(Work required) Go through the material and write it all out exactly, minus the pictures.

(Data to use)

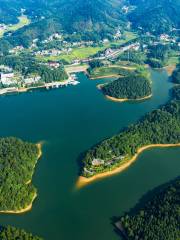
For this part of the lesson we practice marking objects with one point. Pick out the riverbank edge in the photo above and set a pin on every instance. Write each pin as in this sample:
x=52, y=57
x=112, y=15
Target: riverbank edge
x=83, y=181
x=29, y=207
x=99, y=86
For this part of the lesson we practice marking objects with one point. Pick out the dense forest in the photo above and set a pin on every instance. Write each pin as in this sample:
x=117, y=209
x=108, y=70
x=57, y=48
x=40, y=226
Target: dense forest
x=161, y=126
x=163, y=15
x=27, y=65
x=176, y=75
x=158, y=219
x=176, y=92
x=12, y=233
x=135, y=86
x=17, y=161
x=88, y=19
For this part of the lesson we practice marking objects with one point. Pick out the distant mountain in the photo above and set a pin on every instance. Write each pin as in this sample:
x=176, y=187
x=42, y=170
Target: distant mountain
x=91, y=19
x=157, y=16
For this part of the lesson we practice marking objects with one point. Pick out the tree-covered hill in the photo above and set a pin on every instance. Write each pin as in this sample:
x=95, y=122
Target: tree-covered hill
x=161, y=126
x=12, y=233
x=158, y=219
x=157, y=16
x=176, y=92
x=91, y=19
x=17, y=162
x=176, y=75
x=135, y=86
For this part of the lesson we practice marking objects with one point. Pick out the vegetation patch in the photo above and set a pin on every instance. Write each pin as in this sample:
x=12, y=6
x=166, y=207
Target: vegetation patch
x=17, y=162
x=133, y=87
x=161, y=126
x=157, y=219
x=12, y=233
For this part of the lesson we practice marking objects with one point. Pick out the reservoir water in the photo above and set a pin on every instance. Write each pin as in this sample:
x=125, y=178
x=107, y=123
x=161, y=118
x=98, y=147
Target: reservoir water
x=70, y=121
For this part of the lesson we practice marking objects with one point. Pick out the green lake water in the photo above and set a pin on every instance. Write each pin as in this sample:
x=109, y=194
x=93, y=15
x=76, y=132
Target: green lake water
x=70, y=121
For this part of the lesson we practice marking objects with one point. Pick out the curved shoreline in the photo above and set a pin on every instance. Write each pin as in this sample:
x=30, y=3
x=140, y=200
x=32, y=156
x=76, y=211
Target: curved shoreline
x=83, y=181
x=99, y=86
x=29, y=207
x=105, y=76
x=23, y=210
x=127, y=99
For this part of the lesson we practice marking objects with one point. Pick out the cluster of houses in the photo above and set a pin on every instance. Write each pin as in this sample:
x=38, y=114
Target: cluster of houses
x=96, y=162
x=8, y=78
x=3, y=27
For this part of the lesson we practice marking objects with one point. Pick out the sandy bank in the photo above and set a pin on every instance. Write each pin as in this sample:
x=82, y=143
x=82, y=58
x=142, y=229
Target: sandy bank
x=83, y=181
x=170, y=69
x=29, y=207
x=99, y=86
x=23, y=210
x=126, y=99
x=106, y=76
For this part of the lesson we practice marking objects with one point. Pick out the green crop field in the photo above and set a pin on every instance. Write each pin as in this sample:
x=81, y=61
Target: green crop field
x=85, y=52
x=23, y=21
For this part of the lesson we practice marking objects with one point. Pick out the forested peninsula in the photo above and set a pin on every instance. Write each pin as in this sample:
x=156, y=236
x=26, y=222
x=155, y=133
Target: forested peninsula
x=132, y=87
x=157, y=219
x=12, y=233
x=176, y=75
x=160, y=128
x=17, y=163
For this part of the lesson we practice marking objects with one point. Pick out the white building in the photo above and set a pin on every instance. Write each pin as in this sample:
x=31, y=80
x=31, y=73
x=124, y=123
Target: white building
x=32, y=80
x=7, y=79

(Response to this task)
For this part of the lesson we practice marking objects with one point. Pick out the riverbank edge in the photo above and set a pin on every instance. Write each pin as in this sample:
x=52, y=57
x=112, y=15
Target: riverbank edge
x=83, y=181
x=29, y=207
x=99, y=86
For this part of the lesson we practice marking objects with one point. Pick out the dense forest in the photo above and set a pin on every instance. Write each pin as in this sample:
x=117, y=209
x=108, y=70
x=57, y=48
x=40, y=226
Target: dense forest
x=161, y=126
x=163, y=15
x=27, y=65
x=176, y=75
x=158, y=219
x=176, y=92
x=12, y=233
x=135, y=86
x=17, y=161
x=88, y=19
For this part of the lesson we practice marking objects with one point. Pick out the distant mountain in the photo above and set a pin on every instance. Write each pin as in this sample:
x=176, y=187
x=42, y=170
Target: distant mountain
x=91, y=19
x=157, y=16
For this part of the lesson we practice marking objects with one point. Pick out the tree-covered hill in the photo above and set a pin on every instance. Write each pin as in this sample:
x=95, y=122
Target: tree-covered hill
x=161, y=126
x=12, y=233
x=158, y=219
x=157, y=16
x=176, y=92
x=91, y=19
x=17, y=162
x=176, y=75
x=135, y=86
For this part of the lesson we practice marking objects with one point. Pick out the vegetation patch in the photo above and set a pin on every instance. Write each pin as in this sample:
x=12, y=6
x=166, y=207
Target: vegetation patch
x=17, y=162
x=133, y=87
x=161, y=126
x=157, y=219
x=12, y=233
For this part of the lesson we practice marking objects with one point. Pick out the reservoir water in the photo above and set a pin on every instance. Write each pin as in this sample:
x=125, y=178
x=107, y=123
x=161, y=118
x=98, y=147
Target: reservoir water
x=70, y=121
For this part of the lesson we practice marking objects with one point. Pick out the green lake water in the photo above and set a pin on every instance. Write each pin as in this sample:
x=109, y=194
x=93, y=15
x=76, y=132
Target: green lake water
x=70, y=121
For this part of the lesson we practice marking objects with one point. Pick out the curved shoreline in the photo above and set a pin on every instance. Write each pin as in this sample:
x=30, y=3
x=140, y=200
x=32, y=156
x=76, y=211
Target: curved shoreline
x=83, y=181
x=99, y=86
x=29, y=207
x=105, y=76
x=23, y=210
x=127, y=99
For this part of the lesson we practice marking objects with one point. Pick out the cluster of houses in the photo above and set a pin on every instance. Write each pin as in this sample:
x=38, y=114
Target: cluster of houses
x=96, y=162
x=8, y=78
x=3, y=27
For this part of the lesson we practice marking objects with one point. Pick out the sandy bank in the photo above and set a pin on every instance. Write each pin as in this sample:
x=82, y=143
x=82, y=58
x=142, y=229
Target: sandy bank
x=83, y=181
x=170, y=69
x=29, y=207
x=99, y=86
x=23, y=210
x=126, y=99
x=106, y=76
For this part of the lesson we practice marking objects with one point. Pick out the green crop field in the photo above and set a pin on every instance. Write each pin as in this sample:
x=81, y=61
Target: green crop field
x=85, y=52
x=23, y=21
For this part of the lesson we practice marking objects with one point. Pick out the forested peninsula in the photo above and set a pin on every instance. Write each pin as in this sample:
x=156, y=236
x=26, y=222
x=155, y=133
Target: forested peninsula
x=132, y=87
x=157, y=219
x=12, y=233
x=176, y=75
x=160, y=128
x=17, y=163
For this part of the lesson we practice marking objects with one point. Pick out the white building in the photo above and set a pin on every instance. Write each pin as in this sample:
x=31, y=80
x=31, y=73
x=124, y=123
Target: white building
x=32, y=80
x=7, y=79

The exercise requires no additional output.